-- start of Record extracts --

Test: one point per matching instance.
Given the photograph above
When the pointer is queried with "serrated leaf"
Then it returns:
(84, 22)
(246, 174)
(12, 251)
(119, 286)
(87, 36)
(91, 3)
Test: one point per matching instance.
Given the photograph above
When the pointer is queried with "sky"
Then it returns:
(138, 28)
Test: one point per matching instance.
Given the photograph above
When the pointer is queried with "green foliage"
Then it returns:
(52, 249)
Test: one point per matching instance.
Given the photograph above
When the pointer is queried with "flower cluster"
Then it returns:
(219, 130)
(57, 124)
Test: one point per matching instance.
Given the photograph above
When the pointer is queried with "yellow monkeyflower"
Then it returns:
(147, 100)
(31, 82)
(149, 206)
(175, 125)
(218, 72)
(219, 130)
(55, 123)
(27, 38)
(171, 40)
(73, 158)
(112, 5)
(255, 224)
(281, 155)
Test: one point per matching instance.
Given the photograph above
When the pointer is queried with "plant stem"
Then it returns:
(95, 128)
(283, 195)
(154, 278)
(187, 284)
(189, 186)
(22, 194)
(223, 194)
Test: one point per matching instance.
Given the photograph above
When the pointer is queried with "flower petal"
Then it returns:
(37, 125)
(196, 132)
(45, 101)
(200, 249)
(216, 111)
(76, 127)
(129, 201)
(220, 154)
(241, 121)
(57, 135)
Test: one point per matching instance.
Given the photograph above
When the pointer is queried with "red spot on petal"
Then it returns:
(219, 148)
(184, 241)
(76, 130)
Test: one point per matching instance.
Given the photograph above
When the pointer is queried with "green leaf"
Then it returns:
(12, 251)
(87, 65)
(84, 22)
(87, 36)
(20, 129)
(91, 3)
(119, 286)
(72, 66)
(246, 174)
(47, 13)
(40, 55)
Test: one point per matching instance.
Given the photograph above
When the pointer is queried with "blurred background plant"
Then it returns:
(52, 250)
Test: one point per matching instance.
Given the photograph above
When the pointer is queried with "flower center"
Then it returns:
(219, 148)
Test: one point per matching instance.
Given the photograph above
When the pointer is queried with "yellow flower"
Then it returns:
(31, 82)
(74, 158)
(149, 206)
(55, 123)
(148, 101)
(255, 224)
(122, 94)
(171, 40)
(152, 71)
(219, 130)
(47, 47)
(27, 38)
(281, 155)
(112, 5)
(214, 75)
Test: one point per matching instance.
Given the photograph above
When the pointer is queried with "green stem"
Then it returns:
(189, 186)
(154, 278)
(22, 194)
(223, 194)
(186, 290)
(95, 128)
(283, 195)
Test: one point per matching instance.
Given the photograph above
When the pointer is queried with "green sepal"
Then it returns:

-- end of Record extracts --

- **Short exercise**
Show the data once more, exactly as it was written.

- **Output**
Test: one point per matching instance.
Given the photograph above
When the pointer is queried with "serrated leaf"
Then it returns:
(84, 22)
(246, 174)
(12, 251)
(119, 286)
(87, 36)
(91, 3)
Test: one point per matching instance.
Given the photograph above
When the pointer is queried with "sky"
Then it returns:
(138, 28)
Test: one point per matching instance.
Given the photograph above
When the pointer is queried with "green foliage"
Then it returns:
(52, 249)
Test: one point per matching instance.
Given the photograph above
When the pointer is queried with "flower cluster"
Then it returns:
(219, 130)
(57, 124)
Test: one point per matching instance.
Given the photograph above
When the pointer is queried with "yellow monkeyflower"
Then it returns:
(147, 100)
(31, 82)
(149, 206)
(175, 125)
(218, 72)
(219, 130)
(55, 123)
(27, 38)
(171, 40)
(73, 158)
(112, 5)
(255, 224)
(281, 155)
Test: one point per matching instance.
Given the photograph above
When the pointer is queried with "plant stem"
Then it returns:
(95, 128)
(283, 195)
(154, 278)
(187, 284)
(189, 186)
(22, 194)
(223, 194)
Test: one point per matching instance.
Given the photograph above
When the pointer is queried with "flower petal"
Then it returns:
(37, 125)
(196, 132)
(45, 101)
(200, 249)
(216, 111)
(76, 127)
(129, 201)
(220, 154)
(241, 121)
(57, 135)
Test: one point per matching instance.
Given the photograph above
When the pointer is queried with "red spot on petal"
Then it returns:
(219, 148)
(184, 241)
(76, 130)
Test: one point per matching instance.
Given the photograph above
When the pointer is queried with "green leaf"
Then it returns:
(12, 251)
(87, 65)
(84, 22)
(87, 36)
(20, 129)
(91, 3)
(119, 286)
(72, 66)
(246, 174)
(47, 13)
(40, 55)
Test: one point per matching instance.
Given the photograph above
When the pointer is queried with "blurred background plant"
Then it returns:
(52, 250)
Test: one point per matching instance.
Given the photograph above
When the pointer is queried with "flower center"
Then it returns:
(219, 148)
Test: one point per matching instance.
Given the photograph above
When the pointer is queried with "yellow flower"
Then it returns:
(31, 82)
(74, 158)
(149, 206)
(55, 123)
(148, 101)
(255, 224)
(122, 94)
(171, 40)
(152, 71)
(219, 130)
(47, 47)
(27, 38)
(281, 155)
(112, 5)
(214, 75)
Test: one point per matching instance.
Given the photograph above
When the pointer is queried with "green stem"
Then it returns:
(189, 186)
(154, 278)
(22, 194)
(223, 194)
(186, 290)
(95, 128)
(283, 195)
Test: one point per matching instance.
Given the photograph above
When the pointer is queried with "green sepal"
Then it returns:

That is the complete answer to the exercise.